> [SUPPLIED PASSAGE]
——————

# "Foodie" moving to Cairo: looking for specialty grocers



## jemiljan

I am moving to Cairo in February. Previous times that I lived there (in 1987-88, 1992-3, and 99-2000), food shopping options for gourmet cooking were limited. I love to cook several types of Asian food (Chinese, Japanese, Korean, Indian, Persian), European food (French, Spanish, Italian), and also Mexican and Caribbean food, and also some kinds of health food. 

I only briefly stopped into the Metro Market in Maadi during my job interview, and saw some products, but not everything I was looking for. I did find soy sauce and fresh ginger. Many Sekem vegetables seem to have expanded. 

I would like to know if I can buy:

East Asian foods:

Thai curry pastes
Tom Yum paste
fish sauce
galangal root (preferably fresh)
Fresh thai basil
Fresh lemongrass
Tofu
miso
umeboshi plums
seaweed- laver for sushi, wakame for soups, and kombu for stocks and other dishes.

——————

> [EXTRACTED DATA]
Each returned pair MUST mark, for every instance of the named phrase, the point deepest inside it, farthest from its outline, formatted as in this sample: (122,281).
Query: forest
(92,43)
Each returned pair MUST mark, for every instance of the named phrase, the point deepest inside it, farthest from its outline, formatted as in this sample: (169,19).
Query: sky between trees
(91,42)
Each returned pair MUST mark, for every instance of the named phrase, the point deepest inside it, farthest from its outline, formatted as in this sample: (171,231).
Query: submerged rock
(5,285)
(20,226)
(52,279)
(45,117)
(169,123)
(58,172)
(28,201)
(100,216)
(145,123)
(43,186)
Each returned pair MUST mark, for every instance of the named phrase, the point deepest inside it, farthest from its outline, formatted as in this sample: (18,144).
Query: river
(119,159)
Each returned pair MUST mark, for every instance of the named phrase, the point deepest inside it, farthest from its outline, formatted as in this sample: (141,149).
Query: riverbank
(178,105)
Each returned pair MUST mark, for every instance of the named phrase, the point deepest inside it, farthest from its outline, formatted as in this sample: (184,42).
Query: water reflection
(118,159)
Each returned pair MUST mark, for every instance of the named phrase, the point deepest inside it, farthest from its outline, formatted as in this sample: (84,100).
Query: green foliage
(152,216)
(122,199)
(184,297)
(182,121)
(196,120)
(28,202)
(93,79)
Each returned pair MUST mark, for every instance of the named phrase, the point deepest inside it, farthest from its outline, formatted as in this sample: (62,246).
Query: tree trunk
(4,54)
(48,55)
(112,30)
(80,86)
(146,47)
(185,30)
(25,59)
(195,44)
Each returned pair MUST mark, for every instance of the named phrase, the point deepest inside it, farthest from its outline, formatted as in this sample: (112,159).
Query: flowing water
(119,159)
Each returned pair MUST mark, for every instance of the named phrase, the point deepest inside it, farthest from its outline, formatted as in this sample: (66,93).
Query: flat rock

——————

> [REQUIRED ACTIONS]
**A)** According to the Cairo grocery post, what two items did the poster find at the Metro Market in Maadi?
**B)** Do these statements agree with the Cairo grocery post? For each, answer yes or no and quote the deciding words.
(i) The poster has lived in Cairo before.
(ii) The poster wants kombu for making sushi.
(iii) The move to Cairo is set for February.
**C)** Resume the Cairo grocery post from the point where it stops.

> [TASK RESPONSES]
**A)** Soy sauce and fresh ginger.

**B)**
(i) Yes: "Previous times that I lived there (in 1987-88, 1992-3, and 99-2000)"
(ii) No: "laver for sushi, wakame for soups, and kombu for stocks and other dishes."
(iii) Yes: "I am moving to Cairo in February."

**C)**
soba noodles
udon noodles
sushi rice
jasmine rice
roasted sesame oil
kecap manis
sisho
sea salt (for making kimchi)
rice wrappers for fresh spring rolls
Bean thread vermicelli "glass" noodles
rice noodles

Indian: 

basmati rice
Fresh fenugreek
fresh curry leaves
papadams
chickpea flour
asafoetida (hing)
semolina (for making rotis)
toor dal (yellow split peas)
urad dal
paneer cheese
nan

Persian: 

dried limes (Limu-ye Amani)
Barberries (zereshk)
Saffron- the real stuff, not safflower
pomegranate syrup (rob-e anar)

Spanish:

Pimenton (dulce, hot, and smoked paprika)
saffron
valencia rice
Spanish oilve oils
Sherry (manzanilla, fino, amontillado) 
Sherry vinegar
bacalao

Italian:

Sun dried tomatoes
arborio rice
prosciutto

italian cheeses

french cheeses
foix gras
truffles

Turkish-greek

sucuk sausage
kayseri cheese

anchovies
achovy paste

Mexican: 
corn tortillas
flour tortilla
dried chilis (Ancho, cascabel, pasilla etc)
Epazote
pinto beans (dried or canned)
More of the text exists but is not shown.